── Input material

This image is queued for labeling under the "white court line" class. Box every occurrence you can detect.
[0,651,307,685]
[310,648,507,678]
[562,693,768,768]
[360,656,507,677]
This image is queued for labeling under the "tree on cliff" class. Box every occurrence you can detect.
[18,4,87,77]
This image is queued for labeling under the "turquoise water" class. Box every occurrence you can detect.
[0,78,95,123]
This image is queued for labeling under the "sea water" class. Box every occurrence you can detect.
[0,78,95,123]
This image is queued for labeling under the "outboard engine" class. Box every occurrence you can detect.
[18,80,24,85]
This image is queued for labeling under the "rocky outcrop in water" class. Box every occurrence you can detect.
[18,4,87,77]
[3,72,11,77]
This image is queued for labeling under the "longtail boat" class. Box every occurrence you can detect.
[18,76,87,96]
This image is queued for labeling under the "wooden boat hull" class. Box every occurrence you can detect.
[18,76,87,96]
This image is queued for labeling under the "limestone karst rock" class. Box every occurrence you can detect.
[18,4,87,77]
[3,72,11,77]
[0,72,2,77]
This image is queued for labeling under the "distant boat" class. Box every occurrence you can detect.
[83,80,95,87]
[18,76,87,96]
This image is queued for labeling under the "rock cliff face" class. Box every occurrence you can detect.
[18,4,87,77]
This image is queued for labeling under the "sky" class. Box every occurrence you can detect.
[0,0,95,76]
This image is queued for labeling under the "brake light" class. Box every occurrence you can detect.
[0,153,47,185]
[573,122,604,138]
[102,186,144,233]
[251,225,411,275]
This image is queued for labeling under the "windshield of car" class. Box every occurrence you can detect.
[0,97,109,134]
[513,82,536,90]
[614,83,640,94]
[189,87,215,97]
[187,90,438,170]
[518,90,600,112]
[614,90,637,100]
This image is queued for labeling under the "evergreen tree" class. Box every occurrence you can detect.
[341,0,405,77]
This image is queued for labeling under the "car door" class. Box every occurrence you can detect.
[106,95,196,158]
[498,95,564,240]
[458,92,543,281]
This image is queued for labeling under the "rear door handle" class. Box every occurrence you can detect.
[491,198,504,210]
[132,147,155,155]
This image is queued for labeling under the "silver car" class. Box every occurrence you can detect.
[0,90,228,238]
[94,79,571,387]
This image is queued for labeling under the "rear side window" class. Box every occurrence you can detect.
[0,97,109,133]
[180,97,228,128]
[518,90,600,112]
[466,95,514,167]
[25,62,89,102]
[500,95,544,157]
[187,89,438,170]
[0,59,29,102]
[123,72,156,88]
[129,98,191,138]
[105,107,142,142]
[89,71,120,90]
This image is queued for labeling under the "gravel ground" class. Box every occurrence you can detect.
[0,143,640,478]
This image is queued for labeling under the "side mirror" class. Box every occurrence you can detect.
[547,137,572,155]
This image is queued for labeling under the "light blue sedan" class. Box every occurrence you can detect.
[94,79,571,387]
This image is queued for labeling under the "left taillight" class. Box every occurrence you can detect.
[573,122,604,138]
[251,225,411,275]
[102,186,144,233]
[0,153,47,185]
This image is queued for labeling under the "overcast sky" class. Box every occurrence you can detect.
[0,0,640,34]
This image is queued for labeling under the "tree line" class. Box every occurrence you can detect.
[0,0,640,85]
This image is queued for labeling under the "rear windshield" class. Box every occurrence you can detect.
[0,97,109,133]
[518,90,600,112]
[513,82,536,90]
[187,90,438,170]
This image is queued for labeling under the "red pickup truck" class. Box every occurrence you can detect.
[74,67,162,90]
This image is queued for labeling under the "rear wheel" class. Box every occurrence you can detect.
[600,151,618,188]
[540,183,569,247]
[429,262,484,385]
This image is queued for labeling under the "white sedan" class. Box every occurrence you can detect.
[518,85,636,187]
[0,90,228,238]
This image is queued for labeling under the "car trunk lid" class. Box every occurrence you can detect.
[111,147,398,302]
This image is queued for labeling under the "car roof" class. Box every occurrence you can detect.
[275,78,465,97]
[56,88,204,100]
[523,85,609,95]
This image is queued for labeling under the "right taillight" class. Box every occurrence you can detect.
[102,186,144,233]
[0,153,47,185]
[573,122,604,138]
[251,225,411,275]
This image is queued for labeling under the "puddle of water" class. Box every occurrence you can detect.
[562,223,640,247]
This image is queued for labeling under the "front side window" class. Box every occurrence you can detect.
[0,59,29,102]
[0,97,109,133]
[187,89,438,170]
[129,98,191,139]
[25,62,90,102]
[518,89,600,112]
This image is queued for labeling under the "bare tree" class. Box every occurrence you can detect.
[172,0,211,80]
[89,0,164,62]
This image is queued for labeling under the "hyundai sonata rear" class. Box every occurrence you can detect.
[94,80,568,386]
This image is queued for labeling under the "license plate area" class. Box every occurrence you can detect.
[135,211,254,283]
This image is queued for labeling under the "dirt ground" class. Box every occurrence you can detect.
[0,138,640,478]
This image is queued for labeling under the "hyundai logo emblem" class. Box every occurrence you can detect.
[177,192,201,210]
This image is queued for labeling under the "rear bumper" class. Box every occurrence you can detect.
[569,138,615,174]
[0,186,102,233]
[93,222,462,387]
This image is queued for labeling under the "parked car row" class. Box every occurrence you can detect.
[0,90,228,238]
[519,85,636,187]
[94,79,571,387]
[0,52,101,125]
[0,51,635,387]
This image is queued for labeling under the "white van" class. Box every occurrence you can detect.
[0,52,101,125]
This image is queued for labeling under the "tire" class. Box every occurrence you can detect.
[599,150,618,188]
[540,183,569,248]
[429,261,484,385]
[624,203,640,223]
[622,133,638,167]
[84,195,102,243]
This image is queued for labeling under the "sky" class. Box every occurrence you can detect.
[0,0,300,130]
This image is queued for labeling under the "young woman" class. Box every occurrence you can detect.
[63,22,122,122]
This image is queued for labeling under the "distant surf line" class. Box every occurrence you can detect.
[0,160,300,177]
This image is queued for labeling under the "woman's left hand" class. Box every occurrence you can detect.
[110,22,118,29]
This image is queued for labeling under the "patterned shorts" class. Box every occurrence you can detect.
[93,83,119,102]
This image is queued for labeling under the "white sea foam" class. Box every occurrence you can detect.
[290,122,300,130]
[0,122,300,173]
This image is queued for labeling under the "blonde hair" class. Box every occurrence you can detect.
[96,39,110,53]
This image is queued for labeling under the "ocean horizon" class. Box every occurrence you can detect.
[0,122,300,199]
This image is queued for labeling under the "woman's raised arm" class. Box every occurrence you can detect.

────

Locate every line in the material above that contains the word "distant", and copy each of those lines.

This image is queued for labeling under the "distant boat" class. Box every occurrence you can detect.
This image is queued for labeling under the "distant surf line" class. Box every occurrence you can detect.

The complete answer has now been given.